## TASK BRIEF
Return every one of the records below word for word, without changing anything.

## GIVEN RECORDS
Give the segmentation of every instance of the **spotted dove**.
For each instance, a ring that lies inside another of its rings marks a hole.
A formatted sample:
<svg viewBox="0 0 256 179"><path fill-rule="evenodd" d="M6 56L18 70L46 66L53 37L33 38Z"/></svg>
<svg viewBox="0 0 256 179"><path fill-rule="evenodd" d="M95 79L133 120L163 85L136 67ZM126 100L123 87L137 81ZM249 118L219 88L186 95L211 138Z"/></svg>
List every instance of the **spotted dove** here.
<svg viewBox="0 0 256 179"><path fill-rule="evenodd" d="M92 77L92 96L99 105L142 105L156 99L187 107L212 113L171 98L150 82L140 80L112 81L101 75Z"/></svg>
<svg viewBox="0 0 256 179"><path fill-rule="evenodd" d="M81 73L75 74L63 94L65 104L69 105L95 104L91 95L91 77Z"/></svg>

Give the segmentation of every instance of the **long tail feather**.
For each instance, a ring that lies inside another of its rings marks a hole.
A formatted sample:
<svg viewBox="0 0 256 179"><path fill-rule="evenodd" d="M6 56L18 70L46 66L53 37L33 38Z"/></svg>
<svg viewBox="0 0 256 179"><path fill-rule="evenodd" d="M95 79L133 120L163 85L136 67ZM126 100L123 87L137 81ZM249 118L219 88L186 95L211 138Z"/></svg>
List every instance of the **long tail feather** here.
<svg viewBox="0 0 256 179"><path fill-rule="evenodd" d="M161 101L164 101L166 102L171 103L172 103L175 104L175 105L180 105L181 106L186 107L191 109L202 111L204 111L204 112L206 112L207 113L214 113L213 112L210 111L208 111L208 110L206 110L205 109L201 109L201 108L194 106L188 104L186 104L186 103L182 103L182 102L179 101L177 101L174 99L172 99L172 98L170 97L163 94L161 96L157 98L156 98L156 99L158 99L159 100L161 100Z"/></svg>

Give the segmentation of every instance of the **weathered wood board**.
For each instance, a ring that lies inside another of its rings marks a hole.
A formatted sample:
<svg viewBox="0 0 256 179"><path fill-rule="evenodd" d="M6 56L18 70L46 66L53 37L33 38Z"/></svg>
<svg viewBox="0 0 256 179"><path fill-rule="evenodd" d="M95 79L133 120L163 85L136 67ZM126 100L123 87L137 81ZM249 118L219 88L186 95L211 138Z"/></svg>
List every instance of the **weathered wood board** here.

## THE ANSWER
Give the segmentation of every instance of the **spotted dove**.
For each instance, a ring that lies inside another of its rings marks a hole.
A formatted sample:
<svg viewBox="0 0 256 179"><path fill-rule="evenodd" d="M6 56L18 70L46 66L53 37L33 38Z"/></svg>
<svg viewBox="0 0 256 179"><path fill-rule="evenodd" d="M95 79L133 120L163 85L136 67ZM126 100L123 87L137 81ZM249 118L219 88L186 95L211 138Z"/></svg>
List every instance of the **spotted dove** here.
<svg viewBox="0 0 256 179"><path fill-rule="evenodd" d="M92 77L92 96L99 105L142 105L156 99L187 107L212 113L171 98L150 82L140 80L112 81L101 75Z"/></svg>
<svg viewBox="0 0 256 179"><path fill-rule="evenodd" d="M81 73L75 74L63 94L65 104L69 105L95 104L91 95L91 77Z"/></svg>

Give the segmentation of every instance of the **long tail feather**.
For each instance, a ring that lies inside another of its rings marks a hole.
A formatted sample:
<svg viewBox="0 0 256 179"><path fill-rule="evenodd" d="M6 56L18 70L46 66L53 37L33 38Z"/></svg>
<svg viewBox="0 0 256 179"><path fill-rule="evenodd" d="M95 79L133 120L163 85L136 67ZM126 100L123 87L137 81ZM249 118L219 88L186 95L211 138Z"/></svg>
List every instance of the **long tail feather** here.
<svg viewBox="0 0 256 179"><path fill-rule="evenodd" d="M161 101L164 101L166 102L171 103L172 103L175 104L175 105L180 105L181 106L186 107L191 109L202 111L204 111L204 112L206 112L207 113L214 113L213 112L210 111L208 111L208 110L206 110L205 109L201 109L201 108L194 106L188 104L186 104L186 103L182 103L182 102L179 101L177 101L174 99L172 99L172 98L170 97L163 94L161 96L157 98L156 98L156 99L158 99L159 100L161 100Z"/></svg>

Give the segmentation of every instance of the **weathered wood board**.
For each instance, a ring that lies inside another of its rings marks a hole.
A formatted sample:
<svg viewBox="0 0 256 179"><path fill-rule="evenodd" d="M6 56L18 70L46 66L53 37L33 38Z"/></svg>
<svg viewBox="0 0 256 179"><path fill-rule="evenodd" d="M95 79L133 120L163 85L136 67ZM126 100L123 87L137 81ZM249 118L219 88L186 95L211 138Z"/></svg>
List every instance of the **weathered wood board** here.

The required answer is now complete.